**Activity**
A single number is the whole answer: the tally of lines in the data below that include the word "sneaker".

**Source information**
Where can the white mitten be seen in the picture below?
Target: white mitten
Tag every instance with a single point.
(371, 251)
...
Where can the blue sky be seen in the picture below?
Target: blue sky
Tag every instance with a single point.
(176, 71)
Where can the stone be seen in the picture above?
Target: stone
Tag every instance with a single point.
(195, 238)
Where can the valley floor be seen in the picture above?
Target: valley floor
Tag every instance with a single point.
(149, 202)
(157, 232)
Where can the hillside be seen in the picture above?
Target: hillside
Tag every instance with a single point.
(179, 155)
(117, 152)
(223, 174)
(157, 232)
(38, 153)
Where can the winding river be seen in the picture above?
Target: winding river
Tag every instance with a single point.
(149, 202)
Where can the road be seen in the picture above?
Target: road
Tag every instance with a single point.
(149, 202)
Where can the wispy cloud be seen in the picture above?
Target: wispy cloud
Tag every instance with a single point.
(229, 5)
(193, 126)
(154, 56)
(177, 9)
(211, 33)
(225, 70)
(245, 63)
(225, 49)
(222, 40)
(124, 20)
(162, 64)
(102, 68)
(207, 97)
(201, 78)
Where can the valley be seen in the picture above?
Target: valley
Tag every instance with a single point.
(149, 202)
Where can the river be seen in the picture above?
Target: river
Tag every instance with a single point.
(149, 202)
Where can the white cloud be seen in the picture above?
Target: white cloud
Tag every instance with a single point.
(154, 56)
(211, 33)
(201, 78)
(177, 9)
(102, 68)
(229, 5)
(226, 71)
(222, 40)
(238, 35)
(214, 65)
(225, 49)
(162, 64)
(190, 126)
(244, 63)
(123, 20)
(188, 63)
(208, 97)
...
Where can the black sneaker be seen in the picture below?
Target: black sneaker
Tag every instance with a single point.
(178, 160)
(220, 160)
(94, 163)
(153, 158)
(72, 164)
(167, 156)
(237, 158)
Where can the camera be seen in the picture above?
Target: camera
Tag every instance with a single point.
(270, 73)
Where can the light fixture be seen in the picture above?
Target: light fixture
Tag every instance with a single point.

**Response to this task**
2